WHAT YOU HAVE TO DO - Of the entries below, return only those lines from the line with "[[192, 91], [18, 113]]" to the line with "[[39, 15], [8, 79], [353, 150], [204, 153]]", exactly, both included.

MATERIAL PROVIDED -

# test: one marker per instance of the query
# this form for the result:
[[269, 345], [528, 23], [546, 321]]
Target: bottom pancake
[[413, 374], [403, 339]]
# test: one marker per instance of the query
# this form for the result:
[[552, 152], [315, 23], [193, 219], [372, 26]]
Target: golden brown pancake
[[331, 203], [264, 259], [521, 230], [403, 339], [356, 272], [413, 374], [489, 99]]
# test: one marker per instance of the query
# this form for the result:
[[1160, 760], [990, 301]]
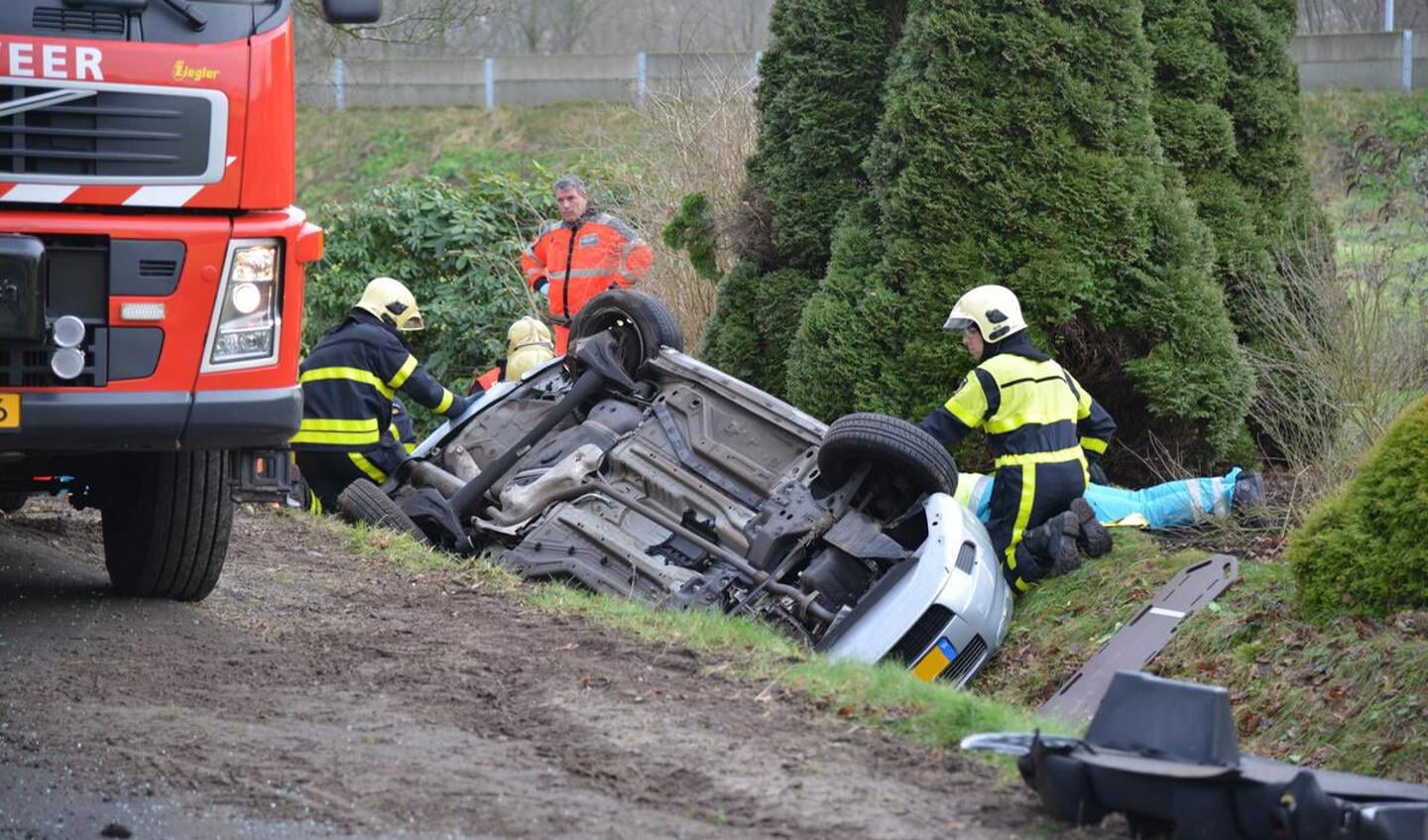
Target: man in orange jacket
[[580, 256]]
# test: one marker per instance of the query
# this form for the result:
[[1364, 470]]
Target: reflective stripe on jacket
[[580, 260], [349, 382], [1031, 409]]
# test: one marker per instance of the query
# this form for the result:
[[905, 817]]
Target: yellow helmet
[[393, 303], [994, 310], [529, 344]]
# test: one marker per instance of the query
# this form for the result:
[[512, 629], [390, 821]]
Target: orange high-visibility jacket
[[580, 260]]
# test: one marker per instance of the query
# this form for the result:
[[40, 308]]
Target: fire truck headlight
[[247, 323]]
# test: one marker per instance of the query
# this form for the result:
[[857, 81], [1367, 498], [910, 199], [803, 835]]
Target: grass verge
[[1350, 696], [344, 155]]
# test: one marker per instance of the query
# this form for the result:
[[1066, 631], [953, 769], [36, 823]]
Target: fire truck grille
[[101, 22], [104, 135]]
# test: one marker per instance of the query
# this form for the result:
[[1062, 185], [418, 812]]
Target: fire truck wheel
[[168, 518], [364, 502]]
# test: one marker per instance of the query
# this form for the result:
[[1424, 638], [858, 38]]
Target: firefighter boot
[[1249, 500], [1091, 536], [1051, 545]]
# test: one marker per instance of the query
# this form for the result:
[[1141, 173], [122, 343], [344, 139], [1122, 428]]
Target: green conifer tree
[[818, 103], [1017, 148], [1364, 550]]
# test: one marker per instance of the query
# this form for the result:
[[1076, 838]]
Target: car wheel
[[905, 461], [364, 502], [166, 522], [639, 323]]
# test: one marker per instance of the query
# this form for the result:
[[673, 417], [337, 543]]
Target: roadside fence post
[[339, 83], [1407, 67], [642, 77], [489, 77]]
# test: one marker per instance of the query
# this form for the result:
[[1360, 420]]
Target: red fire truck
[[152, 269]]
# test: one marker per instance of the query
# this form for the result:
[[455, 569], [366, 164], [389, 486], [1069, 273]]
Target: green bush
[[818, 103], [693, 232], [1188, 104], [456, 247], [1017, 146], [757, 316], [1364, 550], [1262, 100]]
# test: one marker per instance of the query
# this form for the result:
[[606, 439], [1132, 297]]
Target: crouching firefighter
[[349, 382], [1041, 427]]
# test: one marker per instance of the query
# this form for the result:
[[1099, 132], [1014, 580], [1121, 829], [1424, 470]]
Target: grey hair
[[571, 183]]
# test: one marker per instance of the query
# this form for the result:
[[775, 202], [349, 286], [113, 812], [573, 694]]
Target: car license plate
[[9, 411], [935, 660]]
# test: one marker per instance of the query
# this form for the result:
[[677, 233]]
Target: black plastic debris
[[1164, 753]]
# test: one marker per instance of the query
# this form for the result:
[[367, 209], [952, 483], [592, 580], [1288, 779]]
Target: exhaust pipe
[[597, 356]]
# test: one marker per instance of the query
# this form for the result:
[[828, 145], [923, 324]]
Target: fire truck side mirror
[[351, 10]]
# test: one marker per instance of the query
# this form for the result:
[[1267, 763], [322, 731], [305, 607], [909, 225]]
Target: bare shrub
[[694, 135], [1334, 378]]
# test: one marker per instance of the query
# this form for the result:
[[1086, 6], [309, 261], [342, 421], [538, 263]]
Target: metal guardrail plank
[[1142, 638]]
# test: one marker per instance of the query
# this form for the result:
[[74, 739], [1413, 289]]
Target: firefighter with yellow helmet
[[349, 382], [1044, 431]]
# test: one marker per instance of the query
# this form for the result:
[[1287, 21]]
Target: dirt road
[[320, 694]]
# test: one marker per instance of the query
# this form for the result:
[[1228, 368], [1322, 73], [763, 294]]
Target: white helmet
[[529, 344], [994, 310], [393, 303]]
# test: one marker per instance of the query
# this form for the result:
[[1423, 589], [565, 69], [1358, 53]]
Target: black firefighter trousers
[[1024, 496]]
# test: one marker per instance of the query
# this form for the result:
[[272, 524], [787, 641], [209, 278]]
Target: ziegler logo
[[184, 73]]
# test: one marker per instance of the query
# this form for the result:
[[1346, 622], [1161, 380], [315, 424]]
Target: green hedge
[[1364, 550], [818, 103], [1017, 146], [756, 318], [820, 96], [457, 247]]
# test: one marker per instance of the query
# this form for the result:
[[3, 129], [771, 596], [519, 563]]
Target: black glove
[[457, 406]]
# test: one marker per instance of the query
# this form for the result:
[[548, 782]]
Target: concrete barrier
[[1343, 60]]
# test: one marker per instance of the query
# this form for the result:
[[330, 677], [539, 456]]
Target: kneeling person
[[349, 382]]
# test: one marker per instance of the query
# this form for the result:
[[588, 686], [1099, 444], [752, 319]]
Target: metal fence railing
[[1386, 60]]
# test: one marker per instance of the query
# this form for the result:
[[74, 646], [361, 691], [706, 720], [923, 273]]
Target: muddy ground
[[320, 694]]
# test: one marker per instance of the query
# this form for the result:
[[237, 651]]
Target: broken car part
[[1165, 755]]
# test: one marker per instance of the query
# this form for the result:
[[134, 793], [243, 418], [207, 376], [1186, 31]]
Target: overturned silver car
[[637, 470]]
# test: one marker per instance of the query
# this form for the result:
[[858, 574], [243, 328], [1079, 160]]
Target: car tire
[[168, 519], [902, 454], [364, 502], [640, 323]]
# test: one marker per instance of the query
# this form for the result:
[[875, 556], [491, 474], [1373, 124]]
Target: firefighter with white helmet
[[1042, 428], [349, 383]]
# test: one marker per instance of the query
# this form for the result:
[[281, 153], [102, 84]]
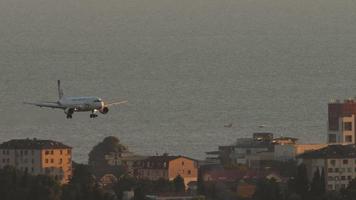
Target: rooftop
[[33, 144], [332, 151]]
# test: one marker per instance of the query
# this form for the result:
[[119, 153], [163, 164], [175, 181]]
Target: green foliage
[[316, 188], [349, 193], [267, 189], [179, 184], [109, 144], [301, 181], [83, 186], [16, 185]]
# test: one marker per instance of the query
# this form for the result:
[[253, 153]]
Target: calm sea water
[[187, 68]]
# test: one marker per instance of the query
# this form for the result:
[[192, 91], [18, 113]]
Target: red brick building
[[168, 167]]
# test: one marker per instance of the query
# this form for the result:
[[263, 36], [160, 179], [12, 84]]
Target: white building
[[45, 157]]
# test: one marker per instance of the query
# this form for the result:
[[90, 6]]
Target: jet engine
[[104, 110]]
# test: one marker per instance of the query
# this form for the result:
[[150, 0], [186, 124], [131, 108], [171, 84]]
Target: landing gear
[[69, 113], [93, 115]]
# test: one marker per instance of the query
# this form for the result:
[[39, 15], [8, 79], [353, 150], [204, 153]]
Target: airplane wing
[[46, 104], [115, 103]]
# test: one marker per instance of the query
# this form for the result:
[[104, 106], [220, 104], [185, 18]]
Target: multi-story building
[[337, 161], [38, 157], [285, 152], [125, 159], [168, 167], [246, 151], [341, 122]]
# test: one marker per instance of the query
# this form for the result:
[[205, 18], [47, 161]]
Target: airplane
[[77, 104]]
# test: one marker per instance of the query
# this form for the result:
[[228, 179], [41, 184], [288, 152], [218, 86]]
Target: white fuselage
[[81, 104]]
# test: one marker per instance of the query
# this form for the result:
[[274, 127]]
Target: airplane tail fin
[[60, 91]]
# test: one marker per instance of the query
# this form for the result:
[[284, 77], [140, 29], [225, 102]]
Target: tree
[[322, 181], [316, 185], [267, 189], [349, 193], [82, 186], [301, 181], [97, 156], [179, 184], [108, 145], [18, 185]]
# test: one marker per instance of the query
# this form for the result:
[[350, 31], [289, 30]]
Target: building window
[[332, 138], [332, 162], [348, 126], [348, 138]]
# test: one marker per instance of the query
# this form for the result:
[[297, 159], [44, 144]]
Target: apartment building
[[168, 167], [341, 122], [285, 152], [35, 156], [337, 161]]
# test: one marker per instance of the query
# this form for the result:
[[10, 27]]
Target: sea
[[188, 68]]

TASK RESULT -
[[192, 91], [18, 113]]
Target: red brick building
[[168, 167]]
# test: one marker per instance of the query
# this form for the result:
[[263, 36], [160, 179], [12, 84]]
Target: white building
[[45, 157]]
# test: one marker per instance of the query
# this form for the result:
[[90, 6]]
Target: jet engine
[[104, 110]]
# test: one marker per instance of the query
# this form for the result:
[[150, 0], [186, 124], [131, 108], [171, 84]]
Target: landing gear
[[69, 113], [93, 115]]
# test: one marker per instance of the query
# this form for the result:
[[39, 15], [8, 79], [353, 150], [204, 153]]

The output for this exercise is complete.